- _TASK MATERIAL_:
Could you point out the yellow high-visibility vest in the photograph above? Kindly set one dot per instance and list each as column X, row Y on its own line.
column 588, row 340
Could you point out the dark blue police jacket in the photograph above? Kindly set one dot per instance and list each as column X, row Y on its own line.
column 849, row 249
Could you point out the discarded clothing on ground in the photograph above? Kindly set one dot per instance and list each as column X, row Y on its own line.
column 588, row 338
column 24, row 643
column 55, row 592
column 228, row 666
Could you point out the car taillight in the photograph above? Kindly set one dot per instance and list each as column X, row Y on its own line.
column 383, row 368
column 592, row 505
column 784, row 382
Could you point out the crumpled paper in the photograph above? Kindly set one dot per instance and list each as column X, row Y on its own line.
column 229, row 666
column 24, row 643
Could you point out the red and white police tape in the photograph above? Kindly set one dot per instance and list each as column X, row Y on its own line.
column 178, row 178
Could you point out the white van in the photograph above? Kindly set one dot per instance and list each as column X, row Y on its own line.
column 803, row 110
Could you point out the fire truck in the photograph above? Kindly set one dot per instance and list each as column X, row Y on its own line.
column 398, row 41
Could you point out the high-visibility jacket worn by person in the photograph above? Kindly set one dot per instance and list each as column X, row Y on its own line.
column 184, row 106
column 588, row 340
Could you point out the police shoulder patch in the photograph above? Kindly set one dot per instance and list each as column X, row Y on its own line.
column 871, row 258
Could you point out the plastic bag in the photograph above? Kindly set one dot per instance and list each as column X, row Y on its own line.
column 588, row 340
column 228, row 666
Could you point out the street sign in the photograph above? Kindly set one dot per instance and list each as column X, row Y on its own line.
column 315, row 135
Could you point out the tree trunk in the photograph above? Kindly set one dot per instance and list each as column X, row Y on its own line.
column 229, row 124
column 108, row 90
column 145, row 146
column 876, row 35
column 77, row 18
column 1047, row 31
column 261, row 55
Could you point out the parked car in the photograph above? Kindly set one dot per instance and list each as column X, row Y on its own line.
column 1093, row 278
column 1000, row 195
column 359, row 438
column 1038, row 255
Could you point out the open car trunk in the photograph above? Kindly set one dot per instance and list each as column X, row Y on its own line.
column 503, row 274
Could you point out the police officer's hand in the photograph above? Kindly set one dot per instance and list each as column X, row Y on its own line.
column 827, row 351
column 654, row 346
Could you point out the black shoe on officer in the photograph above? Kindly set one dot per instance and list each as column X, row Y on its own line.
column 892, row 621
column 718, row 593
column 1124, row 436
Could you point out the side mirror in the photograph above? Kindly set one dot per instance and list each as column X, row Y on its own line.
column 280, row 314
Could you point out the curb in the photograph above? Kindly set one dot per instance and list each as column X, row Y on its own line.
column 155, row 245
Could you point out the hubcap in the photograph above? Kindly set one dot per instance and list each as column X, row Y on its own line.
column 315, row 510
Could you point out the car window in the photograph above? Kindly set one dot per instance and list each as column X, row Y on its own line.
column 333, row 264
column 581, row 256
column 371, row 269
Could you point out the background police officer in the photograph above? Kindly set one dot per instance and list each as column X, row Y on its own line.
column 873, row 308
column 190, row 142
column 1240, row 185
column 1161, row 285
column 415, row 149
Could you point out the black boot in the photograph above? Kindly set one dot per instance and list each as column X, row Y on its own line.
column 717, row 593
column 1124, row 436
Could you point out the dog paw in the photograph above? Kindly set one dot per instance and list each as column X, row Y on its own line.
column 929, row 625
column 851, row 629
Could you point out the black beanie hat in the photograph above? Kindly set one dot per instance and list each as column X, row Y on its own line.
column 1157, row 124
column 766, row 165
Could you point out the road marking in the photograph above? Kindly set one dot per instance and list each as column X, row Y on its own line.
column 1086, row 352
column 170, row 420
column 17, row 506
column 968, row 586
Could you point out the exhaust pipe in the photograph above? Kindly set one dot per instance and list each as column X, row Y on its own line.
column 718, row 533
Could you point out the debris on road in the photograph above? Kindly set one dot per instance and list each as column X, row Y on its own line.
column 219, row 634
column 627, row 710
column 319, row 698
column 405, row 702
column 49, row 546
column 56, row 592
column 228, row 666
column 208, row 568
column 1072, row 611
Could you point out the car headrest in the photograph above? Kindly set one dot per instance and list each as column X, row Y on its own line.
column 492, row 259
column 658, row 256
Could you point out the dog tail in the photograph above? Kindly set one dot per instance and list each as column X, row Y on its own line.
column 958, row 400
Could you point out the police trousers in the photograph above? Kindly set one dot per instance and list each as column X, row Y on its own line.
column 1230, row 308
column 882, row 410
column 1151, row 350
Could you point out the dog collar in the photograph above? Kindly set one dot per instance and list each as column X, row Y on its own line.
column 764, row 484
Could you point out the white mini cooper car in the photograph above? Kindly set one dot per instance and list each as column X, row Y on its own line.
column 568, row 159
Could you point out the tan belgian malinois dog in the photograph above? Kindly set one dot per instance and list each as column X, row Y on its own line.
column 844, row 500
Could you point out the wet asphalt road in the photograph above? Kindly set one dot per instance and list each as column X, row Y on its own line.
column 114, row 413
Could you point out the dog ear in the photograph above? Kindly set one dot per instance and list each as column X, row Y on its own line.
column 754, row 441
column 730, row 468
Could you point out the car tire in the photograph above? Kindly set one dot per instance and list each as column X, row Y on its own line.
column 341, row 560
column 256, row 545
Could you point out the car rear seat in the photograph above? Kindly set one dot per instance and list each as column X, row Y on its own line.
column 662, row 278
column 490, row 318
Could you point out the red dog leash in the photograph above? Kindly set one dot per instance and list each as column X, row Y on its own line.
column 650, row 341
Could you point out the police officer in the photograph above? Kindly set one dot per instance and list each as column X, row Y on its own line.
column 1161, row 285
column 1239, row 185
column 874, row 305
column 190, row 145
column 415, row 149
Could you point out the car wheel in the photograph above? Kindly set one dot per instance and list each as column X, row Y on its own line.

- _WHAT IS BEING ASKED_:
Without omitting anything, reproduce the whole of the data.

- _THE ANSWER_:
Could you point out the yellow high-visibility vest in the photograph above? Kindly set one dot per instance and list each as column X, row Y on its own line.
column 588, row 340
Could you point out the dark blue police jacket in the photograph above? Kindly set one dot per instance and list each as column X, row Y on its own line.
column 849, row 249
Could you point out the discarded clothing on ground in the photograph above? Kindly set one dot per instance and list each as column X, row Y on its own line.
column 588, row 338
column 24, row 643
column 55, row 592
column 228, row 666
Could you point out the car taillight in the photograph above? Kindly set one dot per instance and list each as column X, row Y on its own line.
column 383, row 368
column 592, row 505
column 784, row 382
Could you point out the crumpled paper in the photograph above? Kindly set one dot per instance and list each as column X, row Y on its own line.
column 229, row 666
column 24, row 643
Could you point out the red and white police tape in the photograph above? Kindly set one dot per instance and list each as column X, row Y on its own line.
column 178, row 178
Could you point out the white van in the photograph above? Kindly set one dot per instance and list each as column X, row Y on its own line.
column 803, row 110
Could you point out the fire truck in the photograph above? Kindly set one dot per instance and list each as column X, row Y on its own line.
column 398, row 41
Could you point out the high-visibility jacket worn by person in the photograph above? Kindly set one dot per instance and list each as column X, row Y on its own line.
column 184, row 106
column 588, row 340
Could you point out the police shoulder patch in the photograph above? Kindly set one dot per instance and list each as column X, row Y on its own line.
column 871, row 258
Could you point out the plastic bag in the photograph above? Kindly set one dot per instance and list each as column X, row Y on its own line.
column 588, row 340
column 228, row 666
Could you point out the street sign in the photograph above? Kindly set one dot per instance and list each as column X, row Y on its own line.
column 315, row 135
Could you point out the tree trunk in the photograph above? Kindly set one dot per instance and list each as column X, row Y on its own line.
column 229, row 124
column 108, row 90
column 145, row 146
column 876, row 35
column 77, row 18
column 1047, row 31
column 261, row 55
Could you point out the parked car in the photograph above? Kindly set one dot per instance and list each as column X, row Y on its own line.
column 1093, row 278
column 1000, row 195
column 359, row 438
column 1038, row 255
Could you point out the open car trunk in the photograph above? Kindly set one dot per instance and list each as column X, row Y on its own line.
column 503, row 274
Could you point out the police officer's hand in the photograph above? Kindly set one dot per instance and list each as column X, row Y on its own line.
column 827, row 351
column 654, row 346
Could you point out the black shoe on officer in the photograph above? Kindly set one dot per instance and list each as column X, row Y on its own line.
column 892, row 621
column 718, row 593
column 1124, row 436
Could you point out the side mirror in the photograph above? Kindly set one dot per instance and list each as column X, row Y on its own line.
column 280, row 314
Could you point out the curb in the photograph above? Kindly set one dot per instance and list each as column X, row Y on its own line.
column 155, row 245
Could you point out the hubcap in the photograph above? Kindly set one dot per instance and list each as column X, row Y on its own line.
column 315, row 510
Could you point out the car window in the photograph above? Kindly set one dot per instance and list each as column X, row Y on its own line.
column 333, row 264
column 581, row 256
column 371, row 269
Could you point out the background police officer in the photograph above? Kindly set one dot per instance and list each as column X, row Y on its own line.
column 873, row 308
column 190, row 142
column 1240, row 185
column 1161, row 285
column 415, row 149
Could you point out the black boot in the photograph above? Kindly set one dot per instance and list each as column X, row Y on its own line.
column 717, row 593
column 1124, row 436
Could you point out the dog paw in the photograph above? Kindly set one dot per instance and list each as column X, row Y on its own line.
column 929, row 625
column 851, row 629
Could you point out the black beanie hat in the photograph above? Kindly set one dot per instance and list each as column X, row Y on its own line.
column 1157, row 124
column 766, row 165
Could you point out the road marking in the photograph above? Kindly set one dot per instance and list each as column X, row Y on its own line.
column 1086, row 352
column 170, row 420
column 17, row 506
column 968, row 586
Could you point out the exhaust pipe in the photograph above? Kindly set one dot per instance and list each as column X, row Y on its own line.
column 718, row 533
Could you point out the debris on road in the photograph above? Kindly set one dot per instance and list each as column X, row Y on its own line.
column 219, row 634
column 627, row 710
column 319, row 698
column 405, row 702
column 49, row 546
column 56, row 592
column 228, row 666
column 208, row 568
column 1072, row 611
Could you point out the car headrest in the photograph above? Kindly set one dot per instance and list each as column X, row Y on its own line.
column 492, row 259
column 658, row 256
Could you point out the dog tail in the photograph above? Kindly set one dot per instance and list each as column X, row Y on its own line.
column 958, row 400
Could you point out the police trousers in the photograph above? Kindly set one dot per instance and list each as column X, row Y on its own line.
column 1230, row 308
column 882, row 410
column 1151, row 350
Could you point out the dog collar in the photograph above? Kindly set one dot per instance and list each as column X, row Y on its own line.
column 764, row 484
Could you point out the white mini cooper car in the photograph above? Kindly set one dot per instance and list each as column X, row Y on its own line.
column 568, row 159
Could you point out the tan belgian malinois dog in the photograph above? Kindly set one dot per instance and list each as column X, row Y on its own line.
column 844, row 500
Could you point out the wet asphalt road in the photograph above? Kindly set one dot per instance and list each as column X, row Y on its own line.
column 114, row 413
Could you point out the dog ear in the photograph above? Kindly set one dot per instance and list each as column X, row Y on its own line.
column 754, row 441
column 730, row 468
Could you point out the car tire in the photograph above? Kindly set one dot per instance and list each as column X, row Y on its own line.
column 341, row 560
column 256, row 545
Could you point out the car rear seat in the photograph above? Kindly set one dot per instance and list each as column X, row Y on its own line.
column 662, row 278
column 490, row 318
Could you point out the red dog leash in the photograph above? Kindly set one dot per instance and list each as column X, row Y on its own line.
column 650, row 341
Could you point out the police officer in the photograph above? Kindly set one dot per instance and list each as column X, row Y on its own line.
column 1161, row 285
column 1239, row 185
column 874, row 305
column 190, row 145
column 415, row 149
Could you point out the car wheel in the photograph above? Kindly set one dot per instance and list each as column X, row Y on its own line.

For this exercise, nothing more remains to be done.